[Exercise task]
Give every line of the raw records below as a Markdown table with the columns n and Line, numbering the rows in order and omitting blank lines.

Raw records
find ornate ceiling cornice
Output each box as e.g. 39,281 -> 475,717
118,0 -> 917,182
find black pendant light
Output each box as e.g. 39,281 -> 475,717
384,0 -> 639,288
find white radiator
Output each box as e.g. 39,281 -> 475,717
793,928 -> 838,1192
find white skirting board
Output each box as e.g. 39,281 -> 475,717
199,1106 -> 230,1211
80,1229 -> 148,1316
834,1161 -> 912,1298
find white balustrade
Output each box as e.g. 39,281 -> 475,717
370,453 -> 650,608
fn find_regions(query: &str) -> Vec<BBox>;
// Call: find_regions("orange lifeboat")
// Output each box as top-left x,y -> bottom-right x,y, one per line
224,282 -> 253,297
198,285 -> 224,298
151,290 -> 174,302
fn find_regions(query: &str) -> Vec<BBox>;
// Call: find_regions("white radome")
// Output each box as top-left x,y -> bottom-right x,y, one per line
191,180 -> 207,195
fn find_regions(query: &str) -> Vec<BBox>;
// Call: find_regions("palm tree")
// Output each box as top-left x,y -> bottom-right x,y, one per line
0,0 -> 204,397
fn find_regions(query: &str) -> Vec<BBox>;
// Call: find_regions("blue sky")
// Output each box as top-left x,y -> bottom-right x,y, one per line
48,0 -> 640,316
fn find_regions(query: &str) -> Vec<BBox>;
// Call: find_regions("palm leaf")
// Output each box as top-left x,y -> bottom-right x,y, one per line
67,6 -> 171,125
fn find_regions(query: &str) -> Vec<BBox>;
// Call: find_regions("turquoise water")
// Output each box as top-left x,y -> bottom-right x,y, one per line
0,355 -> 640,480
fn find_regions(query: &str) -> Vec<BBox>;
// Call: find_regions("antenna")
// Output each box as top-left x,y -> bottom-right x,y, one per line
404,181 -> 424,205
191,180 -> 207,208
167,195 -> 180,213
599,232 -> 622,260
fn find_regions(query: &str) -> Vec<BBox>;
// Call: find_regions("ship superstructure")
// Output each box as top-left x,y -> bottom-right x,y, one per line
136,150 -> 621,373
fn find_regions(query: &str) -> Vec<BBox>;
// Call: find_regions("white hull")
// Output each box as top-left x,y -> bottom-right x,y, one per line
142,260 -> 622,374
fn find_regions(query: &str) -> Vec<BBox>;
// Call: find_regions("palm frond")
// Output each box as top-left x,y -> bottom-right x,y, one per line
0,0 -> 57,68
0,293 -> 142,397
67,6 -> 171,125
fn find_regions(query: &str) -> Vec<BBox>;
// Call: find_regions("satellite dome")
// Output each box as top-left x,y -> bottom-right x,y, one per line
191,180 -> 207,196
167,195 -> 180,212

[Complete answer]
| n | Line |
|---|---|
| 1 | find ornate ceiling cornice |
| 2 | Output each box as e.g. 39,281 -> 475,717 |
| 3 | 118,0 -> 917,182 |
| 4 | find black pendant light |
| 5 | Output each box as e.g. 39,281 -> 475,717 |
| 6 | 384,0 -> 639,288 |
| 7 | find white radiator |
| 8 | Output each box as e.g. 39,281 -> 475,717 |
| 9 | 793,928 -> 838,1192 |
| 10 | find white skirting board |
| 11 | Output each box as e.g. 39,281 -> 475,717 |
| 12 | 199,1106 -> 230,1211 |
| 13 | 80,1229 -> 148,1316 |
| 14 | 834,1161 -> 912,1298 |
| 15 | find white balustrade |
| 16 | Output each box as e.g. 39,281 -> 475,717 |
| 17 | 370,453 -> 650,608 |
| 18 | fn find_regions(query: &str) -> Vec<BBox>; |
| 19 | // Call: find_regions("orange lifeboat") |
| 20 | // Output each box as top-left x,y -> bottom-right x,y, one per line |
| 21 | 224,282 -> 253,297 |
| 22 | 198,285 -> 224,298 |
| 23 | 151,290 -> 174,302 |
| 24 | fn find_regions(query: &str) -> Vec<BBox>; |
| 25 | // Call: find_regions("white radome") |
| 26 | // Output each box as top-left x,y -> bottom-right x,y, one per line |
| 27 | 191,180 -> 207,195 |
| 28 | fn find_regions(query: &str) -> Vec<BBox>; |
| 29 | // Call: find_regions("palm tree") |
| 30 | // Output each box as top-left x,y -> bottom-right x,y, one per line |
| 31 | 0,0 -> 204,397 |
| 32 | fn find_regions(query: &str) -> Vec<BBox>; |
| 33 | // Call: find_regions("blue sky") |
| 34 | // Output each box as top-left x,y -> bottom-right x,y, one per line |
| 35 | 48,0 -> 640,316 |
| 36 | fn find_regions(query: &str) -> Vec<BBox>; |
| 37 | // Call: find_regions("palm leaf") |
| 38 | // Output each box as top-left x,y -> bottom-right x,y, one per line |
| 39 | 67,6 -> 171,125 |
| 40 | fn find_regions(query: &str) -> Vec<BBox>; |
| 41 | // Call: find_regions("turquoise water") |
| 42 | // Output each box as top-left x,y -> bottom-right x,y, one per line |
| 43 | 0,355 -> 640,480 |
| 44 | fn find_regions(query: &str) -> Vec<BBox>; |
| 45 | // Call: find_regions("antenna") |
| 46 | // Output each box as top-left x,y -> bottom-right x,y, one per line |
| 47 | 404,181 -> 424,205 |
| 48 | 191,180 -> 207,208 |
| 49 | 167,195 -> 180,213 |
| 50 | 599,232 -> 622,260 |
| 51 | fn find_regions(query: &str) -> Vec<BBox>; |
| 52 | // Call: find_regions("ship superstructure") |
| 53 | // Output each box as top-left x,y -> bottom-right x,y, one per line |
| 54 | 136,150 -> 621,373 |
| 55 | fn find_regions(query: &str) -> Vec<BBox>; |
| 56 | // Call: find_regions("white hull") |
| 57 | // Output each box as top-left x,y -> bottom-right x,y, one per line |
| 58 | 142,260 -> 622,374 |
| 59 | fn find_regions(query: &str) -> Vec<BBox>; |
| 60 | // Call: find_regions("palm frond") |
| 61 | // Output each box as top-left x,y -> bottom-right x,y, one per line |
| 62 | 0,0 -> 57,68 |
| 63 | 0,293 -> 142,397 |
| 64 | 67,6 -> 171,125 |
| 65 | fn find_regions(query: &str) -> Vec<BBox>; |
| 66 | // Call: find_regions("satellite dome") |
| 67 | // Output each box as top-left x,y -> bottom-right x,y, one per line |
| 68 | 191,180 -> 207,196 |
| 69 | 167,195 -> 180,212 |